- What is required
Convert the lines starting at the one that contains "For the benchmark, spot each instance of the red brick" and ending at the one that contains "For the benchmark, spot each instance of the riverbank", both included, into a JSON list of strings with one string per line and blank lines left out. Include only those lines.
# Entries provided start
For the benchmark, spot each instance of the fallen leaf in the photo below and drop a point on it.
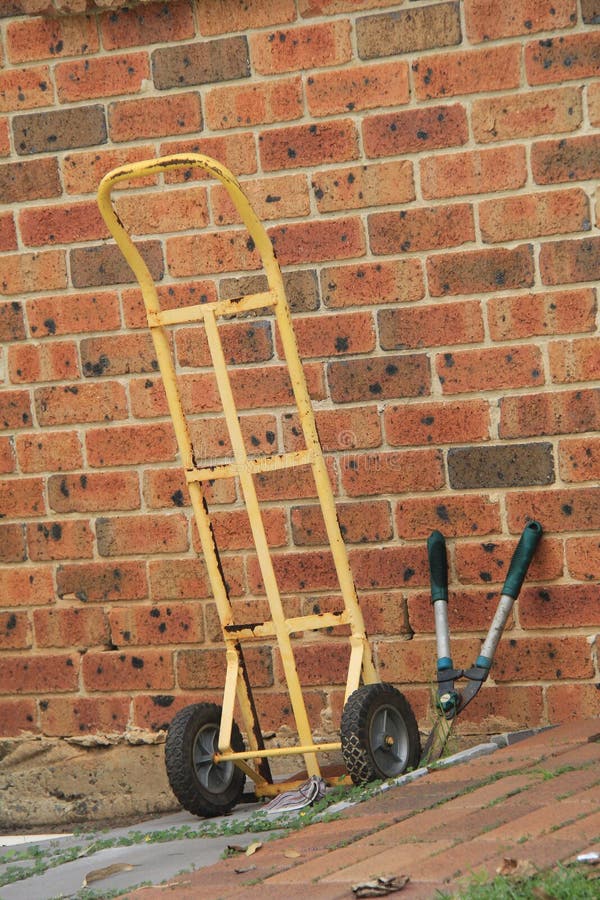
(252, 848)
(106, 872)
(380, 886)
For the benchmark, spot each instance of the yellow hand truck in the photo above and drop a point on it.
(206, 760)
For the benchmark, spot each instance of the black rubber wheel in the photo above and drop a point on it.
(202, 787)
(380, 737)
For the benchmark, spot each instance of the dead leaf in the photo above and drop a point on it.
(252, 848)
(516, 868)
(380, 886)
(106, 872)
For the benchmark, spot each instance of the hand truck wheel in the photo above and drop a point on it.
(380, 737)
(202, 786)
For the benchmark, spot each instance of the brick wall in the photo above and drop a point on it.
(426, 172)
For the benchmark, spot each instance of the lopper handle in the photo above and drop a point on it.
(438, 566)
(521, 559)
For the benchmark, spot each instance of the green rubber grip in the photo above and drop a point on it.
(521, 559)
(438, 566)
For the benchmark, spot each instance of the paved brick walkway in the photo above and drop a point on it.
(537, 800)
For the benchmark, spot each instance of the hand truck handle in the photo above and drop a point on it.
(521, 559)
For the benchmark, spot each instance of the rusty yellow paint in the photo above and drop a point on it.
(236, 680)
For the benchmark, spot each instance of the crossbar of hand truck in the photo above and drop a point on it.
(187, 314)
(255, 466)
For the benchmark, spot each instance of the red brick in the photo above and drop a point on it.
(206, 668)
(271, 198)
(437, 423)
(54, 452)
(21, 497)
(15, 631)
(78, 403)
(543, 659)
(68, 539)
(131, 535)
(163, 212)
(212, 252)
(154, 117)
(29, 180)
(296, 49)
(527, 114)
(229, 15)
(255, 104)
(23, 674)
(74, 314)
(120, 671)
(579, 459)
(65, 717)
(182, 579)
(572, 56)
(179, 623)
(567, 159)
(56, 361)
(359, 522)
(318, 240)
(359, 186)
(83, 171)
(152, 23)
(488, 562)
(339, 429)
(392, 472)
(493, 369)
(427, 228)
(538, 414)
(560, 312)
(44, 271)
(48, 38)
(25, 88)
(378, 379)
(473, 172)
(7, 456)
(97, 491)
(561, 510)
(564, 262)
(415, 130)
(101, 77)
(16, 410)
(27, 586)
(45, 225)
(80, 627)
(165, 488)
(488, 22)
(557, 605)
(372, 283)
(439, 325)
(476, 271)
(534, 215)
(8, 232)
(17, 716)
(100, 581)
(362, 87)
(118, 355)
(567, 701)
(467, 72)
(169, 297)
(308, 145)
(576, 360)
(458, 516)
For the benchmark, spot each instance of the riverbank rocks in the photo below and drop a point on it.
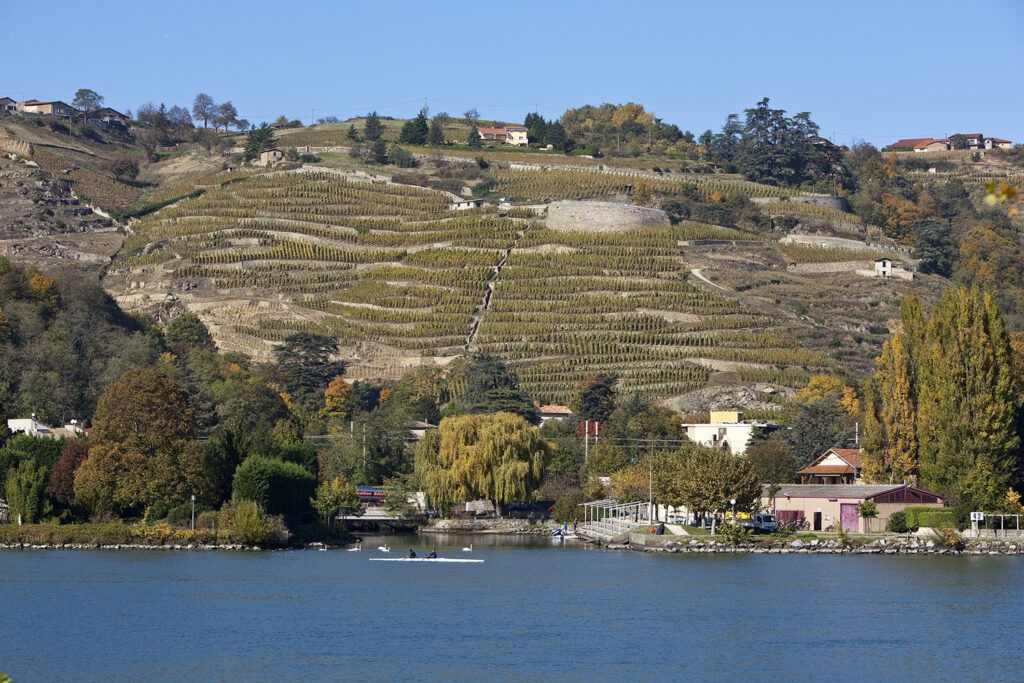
# Entries provided end
# Entries provided start
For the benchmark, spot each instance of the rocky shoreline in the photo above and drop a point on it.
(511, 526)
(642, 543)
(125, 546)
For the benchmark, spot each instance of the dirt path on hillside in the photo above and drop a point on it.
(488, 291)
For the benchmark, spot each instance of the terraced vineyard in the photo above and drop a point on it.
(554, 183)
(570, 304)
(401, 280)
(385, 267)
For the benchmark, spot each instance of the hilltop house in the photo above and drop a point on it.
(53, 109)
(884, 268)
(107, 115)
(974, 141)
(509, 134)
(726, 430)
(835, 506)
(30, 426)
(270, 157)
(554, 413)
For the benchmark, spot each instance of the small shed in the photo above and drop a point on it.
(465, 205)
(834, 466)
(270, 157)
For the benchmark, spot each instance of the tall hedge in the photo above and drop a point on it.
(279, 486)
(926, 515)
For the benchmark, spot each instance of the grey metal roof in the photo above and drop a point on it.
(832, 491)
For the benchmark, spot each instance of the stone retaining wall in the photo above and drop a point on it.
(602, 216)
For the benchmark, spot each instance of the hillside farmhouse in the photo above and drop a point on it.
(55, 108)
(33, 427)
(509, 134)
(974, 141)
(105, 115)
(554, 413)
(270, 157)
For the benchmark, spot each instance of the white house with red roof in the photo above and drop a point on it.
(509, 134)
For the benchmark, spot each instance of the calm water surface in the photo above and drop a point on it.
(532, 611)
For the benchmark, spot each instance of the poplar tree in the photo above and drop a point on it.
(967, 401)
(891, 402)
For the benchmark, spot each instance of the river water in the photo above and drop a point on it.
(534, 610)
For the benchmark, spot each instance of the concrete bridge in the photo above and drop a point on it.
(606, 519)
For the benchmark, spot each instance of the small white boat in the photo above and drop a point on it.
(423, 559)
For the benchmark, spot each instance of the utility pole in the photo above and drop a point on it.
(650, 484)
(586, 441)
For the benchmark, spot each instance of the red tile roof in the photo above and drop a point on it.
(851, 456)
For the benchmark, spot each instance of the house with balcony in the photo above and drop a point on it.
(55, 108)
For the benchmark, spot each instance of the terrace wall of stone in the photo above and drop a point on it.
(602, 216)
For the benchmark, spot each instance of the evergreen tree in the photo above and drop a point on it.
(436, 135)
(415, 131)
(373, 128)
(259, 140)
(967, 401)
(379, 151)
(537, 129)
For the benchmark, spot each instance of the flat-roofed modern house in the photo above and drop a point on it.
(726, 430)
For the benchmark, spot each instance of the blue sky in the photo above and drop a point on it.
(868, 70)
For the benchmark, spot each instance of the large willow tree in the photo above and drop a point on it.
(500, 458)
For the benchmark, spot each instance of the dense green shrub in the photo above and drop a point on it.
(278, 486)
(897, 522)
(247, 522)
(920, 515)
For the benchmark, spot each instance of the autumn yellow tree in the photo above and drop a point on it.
# Entries provided end
# Entries provided start
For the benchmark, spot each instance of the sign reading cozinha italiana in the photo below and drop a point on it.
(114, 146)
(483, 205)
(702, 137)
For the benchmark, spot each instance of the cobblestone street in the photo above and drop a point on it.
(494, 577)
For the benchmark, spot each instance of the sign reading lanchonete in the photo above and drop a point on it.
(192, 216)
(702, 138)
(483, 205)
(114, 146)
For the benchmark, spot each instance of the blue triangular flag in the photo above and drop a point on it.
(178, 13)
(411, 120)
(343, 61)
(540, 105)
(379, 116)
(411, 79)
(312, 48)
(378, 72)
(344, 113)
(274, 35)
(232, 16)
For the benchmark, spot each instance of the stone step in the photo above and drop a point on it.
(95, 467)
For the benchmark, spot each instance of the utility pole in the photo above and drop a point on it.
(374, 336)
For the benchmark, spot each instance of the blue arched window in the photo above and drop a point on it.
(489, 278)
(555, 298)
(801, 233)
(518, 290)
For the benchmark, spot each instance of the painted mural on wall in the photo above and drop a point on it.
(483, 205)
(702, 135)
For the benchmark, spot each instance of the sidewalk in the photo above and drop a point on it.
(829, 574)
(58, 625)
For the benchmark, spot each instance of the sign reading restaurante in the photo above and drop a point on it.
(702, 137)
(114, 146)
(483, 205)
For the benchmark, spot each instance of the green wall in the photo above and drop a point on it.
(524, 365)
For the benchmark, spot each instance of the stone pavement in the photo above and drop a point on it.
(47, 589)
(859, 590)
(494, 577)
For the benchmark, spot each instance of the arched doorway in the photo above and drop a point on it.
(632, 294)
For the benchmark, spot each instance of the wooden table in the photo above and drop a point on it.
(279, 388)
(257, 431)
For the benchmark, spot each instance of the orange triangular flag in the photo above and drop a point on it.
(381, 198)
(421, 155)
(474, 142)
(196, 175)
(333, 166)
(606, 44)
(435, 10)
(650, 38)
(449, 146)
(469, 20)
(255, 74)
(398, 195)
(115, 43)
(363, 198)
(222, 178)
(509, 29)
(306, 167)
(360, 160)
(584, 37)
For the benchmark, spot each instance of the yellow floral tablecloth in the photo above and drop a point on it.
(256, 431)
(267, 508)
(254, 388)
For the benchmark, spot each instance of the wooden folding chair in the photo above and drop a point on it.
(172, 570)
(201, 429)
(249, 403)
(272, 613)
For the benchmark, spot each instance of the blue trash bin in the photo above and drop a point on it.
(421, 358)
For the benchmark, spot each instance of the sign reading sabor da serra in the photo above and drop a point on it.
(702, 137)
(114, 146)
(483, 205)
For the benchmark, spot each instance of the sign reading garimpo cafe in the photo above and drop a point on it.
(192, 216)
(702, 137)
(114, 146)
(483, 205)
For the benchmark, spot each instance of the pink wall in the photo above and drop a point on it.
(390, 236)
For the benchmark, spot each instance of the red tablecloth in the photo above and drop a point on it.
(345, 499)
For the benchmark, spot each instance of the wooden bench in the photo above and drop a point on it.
# Entries provided end
- Result of this task
[
  "For the benchmark, spot each instance of the red brick in the photo above and drop a point on it.",
  "(206, 668)",
  "(271, 198)",
  "(437, 423)",
  "(54, 452)",
  "(21, 497)",
  "(15, 631)",
  "(78, 403)",
  "(543, 659)",
  "(68, 539)",
  "(131, 535)",
  "(163, 212)",
  "(212, 252)",
  "(154, 117)",
  "(29, 180)",
  "(296, 49)",
  "(527, 114)",
  "(229, 15)",
  "(255, 104)",
  "(23, 674)",
  "(74, 314)",
  "(120, 671)",
  "(579, 459)",
  "(65, 717)",
  "(182, 579)",
  "(572, 56)",
  "(179, 623)",
  "(567, 159)",
  "(56, 361)",
  "(359, 522)",
  "(318, 240)",
  "(359, 186)",
  "(83, 171)",
  "(152, 23)",
  "(488, 562)",
  "(339, 429)",
  "(392, 472)",
  "(493, 369)",
  "(427, 228)",
  "(538, 414)",
  "(560, 312)",
  "(44, 271)",
  "(48, 38)",
  "(25, 88)",
  "(378, 379)",
  "(473, 172)",
  "(7, 456)",
  "(97, 491)",
  "(561, 510)",
  "(564, 262)",
  "(415, 130)",
  "(101, 77)",
  "(16, 410)",
  "(27, 586)",
  "(45, 225)",
  "(80, 627)",
  "(165, 488)",
  "(488, 22)",
  "(557, 605)",
  "(372, 283)",
  "(439, 325)",
  "(476, 271)",
  "(534, 215)",
  "(8, 232)",
  "(17, 716)",
  "(100, 581)",
  "(362, 87)",
  "(118, 355)",
  "(567, 701)",
  "(467, 72)",
  "(169, 297)",
  "(308, 145)",
  "(576, 360)",
  "(458, 516)",
  "For the benchmark, spot each instance of the riverbank rocks in the photo below and drop a point on it."
]